= Exercises to complete =
**a.** Return, copied word for word, the part of the article about the Brackla Hill school site that opens with the words containing "Work to determine" and closes with "a larger facility.".
**b.** Take the article about the Brackla Hill school site further, picking up right after its last sentence.

Work to determine whether council-owned land at Brackla Hill could offer a suitable new home for Ysgol Gymraeg Bro Ogwr is ongoing.
A feasibility study is currently underway at the site, which is located off Brackla Way, to decide whether it might be suitable for the Welsh-medium primary school’s new premises.
While the council is seeking to increase Welsh-medium primary provision within the county borough as part of its 21st Century Schools and Colleges Programme, Ysgol Gymraeg Bro Ogwr’s current location at Princess Way in Brackla is too small to be suitable for the construction of a larger facility.
Councillor Charles Smith, Cabinet Member for Education and Regeneration, said: “The council considered a number of different sites before agreeing last January to carry out feasibility work on land it already owns at Brackla Hill.
“As this project involves providing an all-new, state of the art Welsh-medium primary school that will cater for children from across the county borough for generations to come, it is absolutely essential to make sure it is sited in the right place in order to best serve the needs of the overall community.

(Point-per-instance localization data)
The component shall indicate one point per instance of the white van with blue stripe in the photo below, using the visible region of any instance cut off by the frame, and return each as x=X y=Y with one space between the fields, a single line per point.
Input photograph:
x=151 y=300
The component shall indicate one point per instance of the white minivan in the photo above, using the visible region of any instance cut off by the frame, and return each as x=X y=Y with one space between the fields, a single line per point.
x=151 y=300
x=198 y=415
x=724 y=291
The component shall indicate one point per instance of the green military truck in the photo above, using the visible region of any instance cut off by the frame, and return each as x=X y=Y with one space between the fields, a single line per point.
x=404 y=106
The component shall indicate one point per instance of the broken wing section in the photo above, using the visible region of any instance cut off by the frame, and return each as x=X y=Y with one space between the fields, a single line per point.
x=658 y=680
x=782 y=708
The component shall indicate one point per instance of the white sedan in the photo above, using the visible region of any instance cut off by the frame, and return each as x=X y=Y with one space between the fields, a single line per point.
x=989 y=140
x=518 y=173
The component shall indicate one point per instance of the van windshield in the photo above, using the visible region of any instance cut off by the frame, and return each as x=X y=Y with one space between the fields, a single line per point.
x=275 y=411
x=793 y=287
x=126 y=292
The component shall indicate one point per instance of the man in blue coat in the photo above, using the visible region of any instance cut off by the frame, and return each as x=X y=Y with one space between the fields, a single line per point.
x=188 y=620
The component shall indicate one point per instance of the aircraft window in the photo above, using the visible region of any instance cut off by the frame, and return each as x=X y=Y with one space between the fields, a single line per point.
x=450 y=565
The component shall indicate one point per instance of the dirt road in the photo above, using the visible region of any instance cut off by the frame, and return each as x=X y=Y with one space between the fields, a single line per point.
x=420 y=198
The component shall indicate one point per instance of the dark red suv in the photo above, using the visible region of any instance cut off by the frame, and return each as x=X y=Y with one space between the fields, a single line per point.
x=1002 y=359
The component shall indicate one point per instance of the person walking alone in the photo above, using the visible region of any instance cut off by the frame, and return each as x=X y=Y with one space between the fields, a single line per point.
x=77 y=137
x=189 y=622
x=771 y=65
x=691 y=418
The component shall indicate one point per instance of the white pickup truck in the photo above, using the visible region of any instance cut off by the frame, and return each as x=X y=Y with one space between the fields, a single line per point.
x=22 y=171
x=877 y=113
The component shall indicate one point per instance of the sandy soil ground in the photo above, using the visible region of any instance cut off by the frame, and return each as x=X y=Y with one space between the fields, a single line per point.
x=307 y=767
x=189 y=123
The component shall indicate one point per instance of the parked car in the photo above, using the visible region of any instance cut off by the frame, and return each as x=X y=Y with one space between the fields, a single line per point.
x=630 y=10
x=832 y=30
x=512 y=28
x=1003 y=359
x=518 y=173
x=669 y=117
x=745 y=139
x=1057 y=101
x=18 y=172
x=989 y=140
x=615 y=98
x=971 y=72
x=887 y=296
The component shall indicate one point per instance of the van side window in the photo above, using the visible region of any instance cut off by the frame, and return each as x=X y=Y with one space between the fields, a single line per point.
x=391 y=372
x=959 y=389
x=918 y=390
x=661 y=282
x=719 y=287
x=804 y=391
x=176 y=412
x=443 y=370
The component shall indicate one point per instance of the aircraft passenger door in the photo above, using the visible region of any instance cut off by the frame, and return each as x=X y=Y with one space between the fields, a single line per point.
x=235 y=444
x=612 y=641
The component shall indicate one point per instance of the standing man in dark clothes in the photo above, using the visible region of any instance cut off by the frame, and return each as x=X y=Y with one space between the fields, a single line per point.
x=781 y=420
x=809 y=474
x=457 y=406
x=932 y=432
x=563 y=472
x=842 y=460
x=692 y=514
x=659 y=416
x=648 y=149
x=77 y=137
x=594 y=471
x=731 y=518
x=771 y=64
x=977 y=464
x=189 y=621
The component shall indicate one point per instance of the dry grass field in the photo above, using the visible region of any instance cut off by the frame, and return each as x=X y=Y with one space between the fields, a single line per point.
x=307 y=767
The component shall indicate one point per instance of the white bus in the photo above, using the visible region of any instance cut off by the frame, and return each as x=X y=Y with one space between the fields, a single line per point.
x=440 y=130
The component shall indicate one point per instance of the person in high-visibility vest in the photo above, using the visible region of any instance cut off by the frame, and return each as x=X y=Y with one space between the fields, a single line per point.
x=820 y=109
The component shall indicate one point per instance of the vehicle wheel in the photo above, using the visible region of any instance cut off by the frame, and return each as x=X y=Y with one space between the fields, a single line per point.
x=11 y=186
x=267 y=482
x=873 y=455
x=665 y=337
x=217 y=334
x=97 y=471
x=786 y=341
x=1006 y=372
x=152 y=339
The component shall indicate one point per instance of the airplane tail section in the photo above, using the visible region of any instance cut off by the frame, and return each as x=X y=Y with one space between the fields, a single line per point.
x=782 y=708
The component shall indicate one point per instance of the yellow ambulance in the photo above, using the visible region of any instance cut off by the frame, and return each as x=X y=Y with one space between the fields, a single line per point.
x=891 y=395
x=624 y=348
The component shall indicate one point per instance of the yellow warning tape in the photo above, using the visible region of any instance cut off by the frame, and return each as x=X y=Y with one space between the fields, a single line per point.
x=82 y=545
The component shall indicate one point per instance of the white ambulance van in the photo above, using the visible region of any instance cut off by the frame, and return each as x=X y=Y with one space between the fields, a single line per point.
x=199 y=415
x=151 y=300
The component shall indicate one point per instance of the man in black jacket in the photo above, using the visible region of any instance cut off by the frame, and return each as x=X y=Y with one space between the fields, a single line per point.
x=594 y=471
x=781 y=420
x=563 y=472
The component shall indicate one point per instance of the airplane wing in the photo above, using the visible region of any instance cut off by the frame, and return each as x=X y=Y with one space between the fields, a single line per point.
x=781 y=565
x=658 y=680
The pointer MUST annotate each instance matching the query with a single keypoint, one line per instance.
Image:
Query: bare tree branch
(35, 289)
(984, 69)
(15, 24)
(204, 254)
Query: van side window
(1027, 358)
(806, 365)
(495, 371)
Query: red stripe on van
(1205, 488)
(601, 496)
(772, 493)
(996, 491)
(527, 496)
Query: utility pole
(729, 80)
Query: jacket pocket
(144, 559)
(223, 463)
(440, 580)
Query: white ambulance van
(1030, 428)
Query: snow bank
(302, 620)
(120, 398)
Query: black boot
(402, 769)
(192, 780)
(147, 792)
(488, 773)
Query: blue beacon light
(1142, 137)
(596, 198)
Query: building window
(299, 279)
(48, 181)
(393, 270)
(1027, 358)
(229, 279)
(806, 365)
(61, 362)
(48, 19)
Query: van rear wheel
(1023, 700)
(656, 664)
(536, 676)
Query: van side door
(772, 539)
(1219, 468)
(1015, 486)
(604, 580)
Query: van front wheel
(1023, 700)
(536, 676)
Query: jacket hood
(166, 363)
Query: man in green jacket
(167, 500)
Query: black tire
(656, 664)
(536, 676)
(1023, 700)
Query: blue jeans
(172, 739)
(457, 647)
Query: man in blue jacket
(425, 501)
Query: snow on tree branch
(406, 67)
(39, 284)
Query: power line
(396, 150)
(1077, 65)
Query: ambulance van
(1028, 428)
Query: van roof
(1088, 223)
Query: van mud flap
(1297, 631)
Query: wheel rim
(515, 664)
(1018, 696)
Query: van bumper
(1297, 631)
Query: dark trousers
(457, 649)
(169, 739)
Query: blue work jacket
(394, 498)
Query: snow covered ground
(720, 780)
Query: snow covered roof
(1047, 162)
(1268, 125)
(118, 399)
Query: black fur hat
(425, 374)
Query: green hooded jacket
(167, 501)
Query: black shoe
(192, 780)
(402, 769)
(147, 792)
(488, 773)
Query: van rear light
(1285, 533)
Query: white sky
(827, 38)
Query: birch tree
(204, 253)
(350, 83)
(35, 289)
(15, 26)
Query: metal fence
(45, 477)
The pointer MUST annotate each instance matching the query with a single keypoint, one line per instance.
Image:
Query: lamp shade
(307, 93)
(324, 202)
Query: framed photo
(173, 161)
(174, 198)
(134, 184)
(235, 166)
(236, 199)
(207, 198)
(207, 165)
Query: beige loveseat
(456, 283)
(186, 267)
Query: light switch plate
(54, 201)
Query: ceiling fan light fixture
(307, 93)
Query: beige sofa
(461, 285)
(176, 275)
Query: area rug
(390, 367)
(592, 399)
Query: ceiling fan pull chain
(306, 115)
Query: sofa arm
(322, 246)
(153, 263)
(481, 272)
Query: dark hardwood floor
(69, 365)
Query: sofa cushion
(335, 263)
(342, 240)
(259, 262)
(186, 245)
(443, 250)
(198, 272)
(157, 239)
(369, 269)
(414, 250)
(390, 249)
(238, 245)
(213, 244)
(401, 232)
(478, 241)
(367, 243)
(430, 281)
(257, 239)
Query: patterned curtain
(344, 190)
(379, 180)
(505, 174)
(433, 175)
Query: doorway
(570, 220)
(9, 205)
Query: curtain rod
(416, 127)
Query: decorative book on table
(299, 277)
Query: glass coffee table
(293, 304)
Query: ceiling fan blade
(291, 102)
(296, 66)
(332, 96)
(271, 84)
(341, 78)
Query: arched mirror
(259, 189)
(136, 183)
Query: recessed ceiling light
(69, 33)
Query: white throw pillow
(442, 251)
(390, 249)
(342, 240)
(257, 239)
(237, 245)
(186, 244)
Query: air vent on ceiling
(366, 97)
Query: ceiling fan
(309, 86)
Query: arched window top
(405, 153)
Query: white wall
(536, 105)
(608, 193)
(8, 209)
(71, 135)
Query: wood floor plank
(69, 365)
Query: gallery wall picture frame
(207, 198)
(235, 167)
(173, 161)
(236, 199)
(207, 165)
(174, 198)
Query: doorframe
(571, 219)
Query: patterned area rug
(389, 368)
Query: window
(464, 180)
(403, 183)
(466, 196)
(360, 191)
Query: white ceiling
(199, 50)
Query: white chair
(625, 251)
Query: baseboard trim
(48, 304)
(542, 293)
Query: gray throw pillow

= Answers to the exercise =
**a.**
Work to determine whether council-owned land at Brackla Hill could offer a suitable new home for Ysgol Gymraeg Bro Ogwr is ongoing.
A feasibility study is currently underway at the site, which is located off Brackla Way, to decide whether it might be suitable for the Welsh-medium primary school’s new premises.
While the council is seeking to increase Welsh-medium primary provision within the county borough as part of its 21st Century Schools and Colleges Programme, Ysgol Gymraeg Bro Ogwr’s current location at Princess Way in Brackla is too small to be suitable for the construction of a larger facility.

**b.**
“We approved the feasibility work because we want to establish if a new school could co-exist at this site alongside an enhanced community eco-park and ancient woodland.
“If so, it would enable us to not only offer new Welsh medium school places, but to use the site vacated by Ysgol Gymraeg Bro Ogwr to provide the community of Brackla with some much-needed additional English medium school places as well.
“As many questions and assumptions have been made around this, I want to clarify that no final decisions have been made, and that the project is still at the feasibility stage.
“I can also confirm that a preferred location for a school building or any associated play areas has not yet been identified. There is no intention to create any site access off Ger y Coed, and no further land would be used beyond what a new school would require.
“No woodland would be removed, although a small part might be set aside for educational purposes. If any development went ahead, it would seek to retain as much public open space at the site as possible.
“Furthermore, initial studies have found no long-term impact against any key protected species, and the location is not recognised as a Site of Importance for Nature Conservation.
“While site investigations, a topographical survey and an initial ecological survey have all been undertaken, the feasibility study is very much ongoing, as is a transport assessment which had to be delayed due to the Covid-19 pandemic.
“Once all this has been completed, the outcome of the feasibility study will be reported to Cabinet so we can consider whether to proceed with the scheme at this location, or to look for another site.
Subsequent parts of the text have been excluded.